PAGE EXTRACT
\documentclass[prd, aps]{article}

\usepackage{macros}

\newcommand{\Titleshort}{MHD through recombination}
\newcommand{\Author}{Alberto Roper Pol}
\newcommand{\Title}{\Titleshort}
\newcommand{\AuthorName}{Alberto Roper Pol}
\newcommand{\Date}{\today}

%---------------------------------------------------------------------------------------

\begin{document}
\maketitle

\section{MHD equations}

\subsection{Continuity equation}
\begin{equation}
    \boxed{
    \partial_\tau \tilde T^{00} + \partial_i \tilde T^{0i} + \frac{a'}{a}
    \tilde \rho \, (3w - 1) = 0.}
\end{equation}

\begin{align}
    \biggl[1 - \frac{w}{(1 + w) \gamma^2}
    \biggr]
    \partial_\tau \ln \tilde \rho &\, +  \bigl(1 - \gamma^{-2} \bigr) \partial_\tau \ln (1 + w) + \partial_\tau \ln \gamma^2 \nonumber \\
    &\, = - \nab \cdot \uu
    - \uu \cdot \nab \ln \bigl(\tilde \rho \gamma^2 \bigr) + \frac{\tilde f^0}{(1 + w) \tilde \rho \gamma^2} - \frac{a'}{a}
    \frac{3w - 1}
    {(1 + w) \, \gamma^2}.
\end{align}

Subrelativistic regime $\gamma^2 \ll 1$,
\begin{align}
    \partial_\tau \ln \tilde \rho = - (1 + w) \Bigl[ \nab \cdot \uu
    + \uu \cdot \nab \ln \tilde \rho \Bigr]  + \frac{\tilde f^0}{\tilde \rho} - \frac{a'}{a}
    (3w - 1).

WRITTEN TASK 1
Collect every line in the entries that contains the string "field", matching case exactly.
The entries that come next are unrelated to the MHD notes.

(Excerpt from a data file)
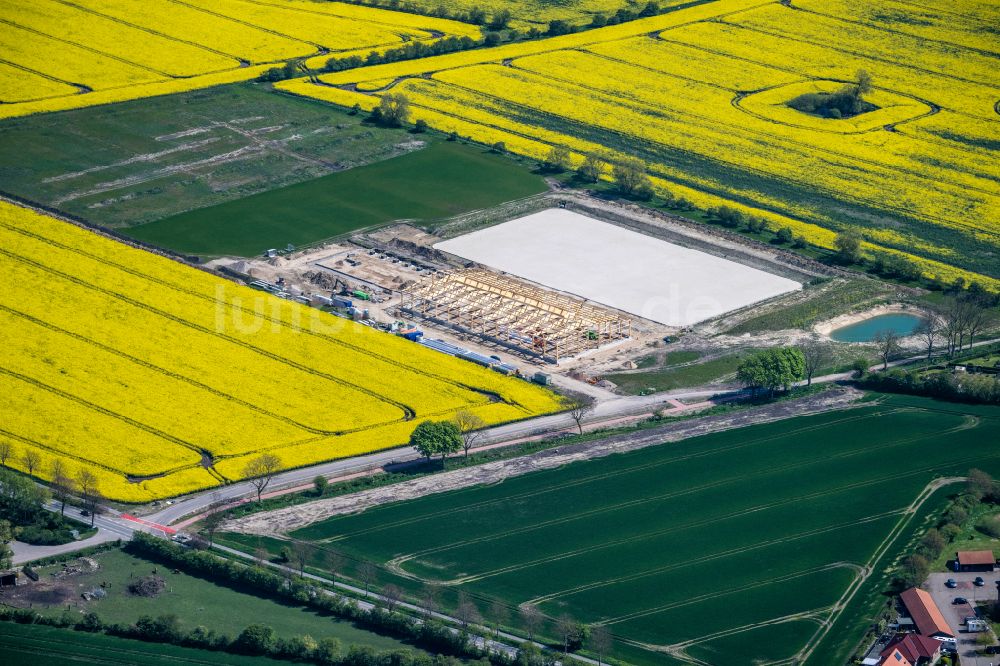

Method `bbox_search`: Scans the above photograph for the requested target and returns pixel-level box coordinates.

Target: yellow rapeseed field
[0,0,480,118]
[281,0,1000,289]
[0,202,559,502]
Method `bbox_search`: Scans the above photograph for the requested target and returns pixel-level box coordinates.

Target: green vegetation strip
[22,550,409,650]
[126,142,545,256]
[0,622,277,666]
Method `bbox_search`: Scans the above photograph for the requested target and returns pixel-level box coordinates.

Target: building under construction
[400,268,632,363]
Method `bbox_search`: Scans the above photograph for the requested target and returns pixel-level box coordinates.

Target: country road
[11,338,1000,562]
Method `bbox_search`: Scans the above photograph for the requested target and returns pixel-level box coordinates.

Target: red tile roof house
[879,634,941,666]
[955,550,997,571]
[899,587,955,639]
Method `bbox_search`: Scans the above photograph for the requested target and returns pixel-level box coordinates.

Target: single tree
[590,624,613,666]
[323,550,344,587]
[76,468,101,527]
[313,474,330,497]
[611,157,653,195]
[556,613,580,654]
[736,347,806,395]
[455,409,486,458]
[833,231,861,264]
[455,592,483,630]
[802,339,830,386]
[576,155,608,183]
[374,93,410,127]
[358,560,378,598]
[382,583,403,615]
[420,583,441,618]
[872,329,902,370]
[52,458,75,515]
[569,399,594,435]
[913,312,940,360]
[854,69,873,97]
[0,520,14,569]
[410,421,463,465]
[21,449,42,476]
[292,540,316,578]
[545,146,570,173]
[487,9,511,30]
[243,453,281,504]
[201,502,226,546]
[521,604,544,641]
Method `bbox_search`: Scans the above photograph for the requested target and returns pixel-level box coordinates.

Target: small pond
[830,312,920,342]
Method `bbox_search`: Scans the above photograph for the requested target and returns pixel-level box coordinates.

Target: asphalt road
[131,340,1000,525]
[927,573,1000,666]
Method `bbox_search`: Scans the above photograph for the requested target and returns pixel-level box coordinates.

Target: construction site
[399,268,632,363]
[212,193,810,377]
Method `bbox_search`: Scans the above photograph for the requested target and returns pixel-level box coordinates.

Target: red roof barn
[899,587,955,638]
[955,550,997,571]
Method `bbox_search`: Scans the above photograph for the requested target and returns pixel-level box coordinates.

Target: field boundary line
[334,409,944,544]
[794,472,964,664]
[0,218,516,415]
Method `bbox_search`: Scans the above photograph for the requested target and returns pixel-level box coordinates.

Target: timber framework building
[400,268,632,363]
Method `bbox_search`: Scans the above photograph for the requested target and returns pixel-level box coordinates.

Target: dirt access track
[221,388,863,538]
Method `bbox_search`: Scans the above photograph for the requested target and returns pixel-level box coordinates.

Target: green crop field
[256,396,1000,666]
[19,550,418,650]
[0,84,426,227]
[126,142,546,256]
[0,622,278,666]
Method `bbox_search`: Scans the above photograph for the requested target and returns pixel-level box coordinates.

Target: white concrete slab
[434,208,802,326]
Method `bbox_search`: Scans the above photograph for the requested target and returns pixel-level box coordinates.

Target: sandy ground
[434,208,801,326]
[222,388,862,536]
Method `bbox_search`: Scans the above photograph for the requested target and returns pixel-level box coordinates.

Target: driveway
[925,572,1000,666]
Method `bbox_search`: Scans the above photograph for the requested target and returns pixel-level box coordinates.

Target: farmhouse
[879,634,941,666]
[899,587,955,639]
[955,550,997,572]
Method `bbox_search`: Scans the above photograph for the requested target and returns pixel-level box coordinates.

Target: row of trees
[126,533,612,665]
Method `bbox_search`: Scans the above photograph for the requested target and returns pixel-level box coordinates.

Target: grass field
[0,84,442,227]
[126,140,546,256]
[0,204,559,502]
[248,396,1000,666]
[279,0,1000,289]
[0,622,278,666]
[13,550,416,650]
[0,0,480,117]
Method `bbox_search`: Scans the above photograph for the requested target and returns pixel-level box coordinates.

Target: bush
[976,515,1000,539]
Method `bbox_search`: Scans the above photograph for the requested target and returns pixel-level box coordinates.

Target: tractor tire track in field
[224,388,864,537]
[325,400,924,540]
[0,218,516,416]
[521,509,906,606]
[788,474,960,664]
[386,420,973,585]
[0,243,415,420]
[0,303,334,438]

WRITTEN TASK 2
What short title does the MHD notes define with the \Titleshort command?

EXERCISE SOLUTION 1
Target: yellow rapeseed field
Target: field boundary line
Target: green crop field
Target: grass field
Target: tractor tire track in field

EXERCISE SOLUTION 2
MHD through recombination